• **THE PROBLEM**: Rewrite the stretch from the start of the items through the line that contains "[[66, 19, 163, 53], [478, 122, 611, 169]]", changing every "quick start" to "getting started" and leaving everything else as it stands.
··· ENTRIES SHOWN
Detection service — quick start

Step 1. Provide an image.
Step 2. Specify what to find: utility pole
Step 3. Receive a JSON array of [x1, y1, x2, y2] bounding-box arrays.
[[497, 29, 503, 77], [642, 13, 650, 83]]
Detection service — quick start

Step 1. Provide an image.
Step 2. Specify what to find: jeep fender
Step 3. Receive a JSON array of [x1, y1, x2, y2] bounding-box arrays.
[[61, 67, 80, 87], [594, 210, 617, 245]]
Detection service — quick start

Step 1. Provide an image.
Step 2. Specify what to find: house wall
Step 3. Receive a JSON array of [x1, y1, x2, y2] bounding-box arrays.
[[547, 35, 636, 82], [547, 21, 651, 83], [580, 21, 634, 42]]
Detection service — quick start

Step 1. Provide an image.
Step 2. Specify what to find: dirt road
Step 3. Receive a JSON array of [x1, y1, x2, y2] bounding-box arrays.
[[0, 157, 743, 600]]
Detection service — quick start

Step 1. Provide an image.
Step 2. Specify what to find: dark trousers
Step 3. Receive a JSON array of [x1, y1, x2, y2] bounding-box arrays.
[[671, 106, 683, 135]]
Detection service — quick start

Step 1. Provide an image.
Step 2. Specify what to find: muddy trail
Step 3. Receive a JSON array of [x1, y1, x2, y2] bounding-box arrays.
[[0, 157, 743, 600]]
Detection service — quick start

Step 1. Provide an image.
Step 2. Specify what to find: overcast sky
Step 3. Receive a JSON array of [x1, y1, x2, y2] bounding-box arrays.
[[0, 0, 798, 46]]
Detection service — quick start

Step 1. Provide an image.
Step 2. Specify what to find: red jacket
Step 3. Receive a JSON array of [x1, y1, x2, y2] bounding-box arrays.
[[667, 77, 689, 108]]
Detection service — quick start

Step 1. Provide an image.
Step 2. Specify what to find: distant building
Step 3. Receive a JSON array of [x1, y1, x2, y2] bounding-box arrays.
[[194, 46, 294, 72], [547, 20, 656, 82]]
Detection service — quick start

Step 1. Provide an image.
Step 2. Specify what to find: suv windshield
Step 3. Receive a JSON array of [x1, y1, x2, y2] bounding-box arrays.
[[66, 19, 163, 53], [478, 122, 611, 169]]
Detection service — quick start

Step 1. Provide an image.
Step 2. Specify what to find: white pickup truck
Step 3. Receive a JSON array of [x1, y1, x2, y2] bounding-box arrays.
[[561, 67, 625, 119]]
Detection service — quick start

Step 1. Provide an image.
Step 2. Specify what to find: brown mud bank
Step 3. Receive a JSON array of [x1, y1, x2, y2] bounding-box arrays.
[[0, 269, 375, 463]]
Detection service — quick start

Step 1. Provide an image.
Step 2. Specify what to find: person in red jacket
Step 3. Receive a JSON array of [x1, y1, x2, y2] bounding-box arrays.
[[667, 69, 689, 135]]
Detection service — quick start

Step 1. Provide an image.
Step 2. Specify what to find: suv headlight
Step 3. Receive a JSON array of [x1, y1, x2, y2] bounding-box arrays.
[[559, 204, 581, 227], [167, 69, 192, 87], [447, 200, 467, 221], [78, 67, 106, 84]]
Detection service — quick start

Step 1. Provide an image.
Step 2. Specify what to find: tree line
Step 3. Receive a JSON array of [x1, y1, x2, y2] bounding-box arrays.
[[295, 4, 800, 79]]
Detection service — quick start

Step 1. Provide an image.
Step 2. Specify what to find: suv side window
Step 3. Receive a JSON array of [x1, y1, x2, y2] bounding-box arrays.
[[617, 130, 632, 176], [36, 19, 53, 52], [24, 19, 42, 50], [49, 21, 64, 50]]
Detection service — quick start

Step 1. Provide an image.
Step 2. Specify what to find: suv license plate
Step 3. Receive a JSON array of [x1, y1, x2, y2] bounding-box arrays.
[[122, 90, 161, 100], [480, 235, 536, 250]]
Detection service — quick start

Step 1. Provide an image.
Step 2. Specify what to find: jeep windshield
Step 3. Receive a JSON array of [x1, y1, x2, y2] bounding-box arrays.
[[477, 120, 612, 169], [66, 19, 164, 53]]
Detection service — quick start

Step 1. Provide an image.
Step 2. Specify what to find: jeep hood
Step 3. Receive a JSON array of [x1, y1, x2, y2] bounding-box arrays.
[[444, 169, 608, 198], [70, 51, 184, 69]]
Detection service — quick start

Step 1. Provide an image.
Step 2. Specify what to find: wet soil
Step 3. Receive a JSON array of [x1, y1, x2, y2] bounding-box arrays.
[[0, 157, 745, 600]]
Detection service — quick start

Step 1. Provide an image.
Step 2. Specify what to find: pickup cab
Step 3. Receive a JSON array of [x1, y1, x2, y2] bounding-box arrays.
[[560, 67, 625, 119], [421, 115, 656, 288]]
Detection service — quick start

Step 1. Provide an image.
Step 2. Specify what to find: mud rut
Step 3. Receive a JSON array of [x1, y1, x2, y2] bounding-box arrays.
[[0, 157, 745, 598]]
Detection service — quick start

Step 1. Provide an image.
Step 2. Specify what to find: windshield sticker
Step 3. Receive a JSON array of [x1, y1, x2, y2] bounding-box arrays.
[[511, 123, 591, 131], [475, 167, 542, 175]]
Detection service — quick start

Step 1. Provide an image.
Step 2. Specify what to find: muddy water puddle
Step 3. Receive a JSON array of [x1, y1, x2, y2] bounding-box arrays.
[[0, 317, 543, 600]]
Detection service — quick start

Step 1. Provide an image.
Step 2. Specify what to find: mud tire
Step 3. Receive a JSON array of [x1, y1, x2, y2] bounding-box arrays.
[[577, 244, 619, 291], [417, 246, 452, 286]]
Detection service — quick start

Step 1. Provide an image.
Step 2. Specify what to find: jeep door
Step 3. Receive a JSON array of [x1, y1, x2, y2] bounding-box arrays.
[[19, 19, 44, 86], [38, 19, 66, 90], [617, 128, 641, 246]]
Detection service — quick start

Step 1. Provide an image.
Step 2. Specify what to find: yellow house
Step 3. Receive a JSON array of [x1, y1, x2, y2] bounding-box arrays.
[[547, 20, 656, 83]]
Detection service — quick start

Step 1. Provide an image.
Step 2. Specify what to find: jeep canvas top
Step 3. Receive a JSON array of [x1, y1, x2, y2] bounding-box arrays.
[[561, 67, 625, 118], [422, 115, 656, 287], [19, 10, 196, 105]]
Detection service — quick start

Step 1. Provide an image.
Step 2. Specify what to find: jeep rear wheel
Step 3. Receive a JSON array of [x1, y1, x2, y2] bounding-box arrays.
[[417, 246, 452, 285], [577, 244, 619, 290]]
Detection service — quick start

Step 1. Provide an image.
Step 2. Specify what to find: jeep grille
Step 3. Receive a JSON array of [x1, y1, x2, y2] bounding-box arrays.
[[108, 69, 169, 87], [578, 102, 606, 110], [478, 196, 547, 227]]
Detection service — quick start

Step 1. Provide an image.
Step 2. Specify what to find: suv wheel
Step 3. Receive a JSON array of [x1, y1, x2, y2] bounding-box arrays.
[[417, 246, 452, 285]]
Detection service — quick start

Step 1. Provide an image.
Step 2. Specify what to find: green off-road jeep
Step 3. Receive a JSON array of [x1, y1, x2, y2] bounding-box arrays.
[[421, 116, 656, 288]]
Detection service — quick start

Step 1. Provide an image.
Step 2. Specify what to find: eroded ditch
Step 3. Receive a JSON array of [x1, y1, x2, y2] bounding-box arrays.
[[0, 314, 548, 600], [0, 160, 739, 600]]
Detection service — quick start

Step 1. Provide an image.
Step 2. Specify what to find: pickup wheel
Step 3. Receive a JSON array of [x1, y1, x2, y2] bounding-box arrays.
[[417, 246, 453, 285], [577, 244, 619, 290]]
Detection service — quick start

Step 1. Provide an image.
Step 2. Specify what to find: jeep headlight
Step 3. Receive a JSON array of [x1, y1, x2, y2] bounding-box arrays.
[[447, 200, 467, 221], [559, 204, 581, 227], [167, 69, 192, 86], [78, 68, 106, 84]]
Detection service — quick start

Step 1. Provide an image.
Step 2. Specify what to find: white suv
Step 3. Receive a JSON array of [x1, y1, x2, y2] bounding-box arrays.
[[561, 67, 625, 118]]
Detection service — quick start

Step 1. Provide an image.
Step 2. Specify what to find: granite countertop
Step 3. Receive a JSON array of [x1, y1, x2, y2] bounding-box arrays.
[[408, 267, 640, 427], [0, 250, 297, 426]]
······
• **RESPONSE TO THIS TASK**:
Detection service — getting started

Step 1. Provide an image.
Step 2. Specify what to find: utility pole
Step 3. Receive a JSON array of [x1, y1, x2, y2] bounding-box arrays.
[[497, 29, 503, 77], [642, 13, 650, 83]]
Detection service — getting started

Step 1. Provide an image.
Step 2. Specify what to find: jeep fender
Step 3. Receive a JSON array of [x1, y1, x2, y2] bounding-box arrays.
[[61, 67, 80, 87], [594, 210, 617, 245]]
Detection service — getting started

Step 1. Provide an image.
Step 2. Specify what to find: house wall
Step 3. Receive a JSON array of [x1, y1, x2, y2] bounding-box arrays.
[[547, 35, 636, 82], [547, 21, 651, 83], [580, 21, 634, 42]]
Detection service — getting started

Step 1. Provide an image.
Step 2. Specify what to find: dirt road
Step 3. Receive a JSON array of [x1, y1, x2, y2] bounding-box arrays.
[[0, 157, 743, 600]]
Detection service — getting started

Step 1. Provide an image.
Step 2. Specify what to find: dark trousers
Step 3. Receive a JSON array of [x1, y1, x2, y2] bounding-box arrays.
[[671, 106, 683, 135]]
Detection service — getting started

Step 1. Provide an image.
Step 2. Specify what to find: muddy trail
Step 3. Receive a JSON array of [x1, y1, x2, y2] bounding-box arrays.
[[0, 157, 743, 600]]
Detection service — getting started

Step 1. Provide an image.
Step 2. Specify what to find: overcast sky
Step 3. Receive a JSON array of [x1, y1, x2, y2] bounding-box arrays.
[[0, 0, 798, 46]]
Detection service — getting started

Step 1. Provide an image.
Step 2. Specify what to find: red jacket
Step 3. Receive a JSON array of [x1, y1, x2, y2] bounding-box arrays.
[[667, 77, 689, 108]]
Detection service — getting started

Step 1. Provide an image.
Step 2. Specify what to find: distant building
Step 3. Receive a JSON array of [x1, y1, x2, y2] bounding-box arrays.
[[194, 46, 294, 72], [547, 20, 656, 82]]
Detection service — getting started

Step 1. Provide an image.
Step 2. Specify what to find: suv windshield
Step 3. Receive a JSON array of [x1, y1, x2, y2] bounding-box arrays.
[[66, 19, 163, 53], [478, 122, 611, 169]]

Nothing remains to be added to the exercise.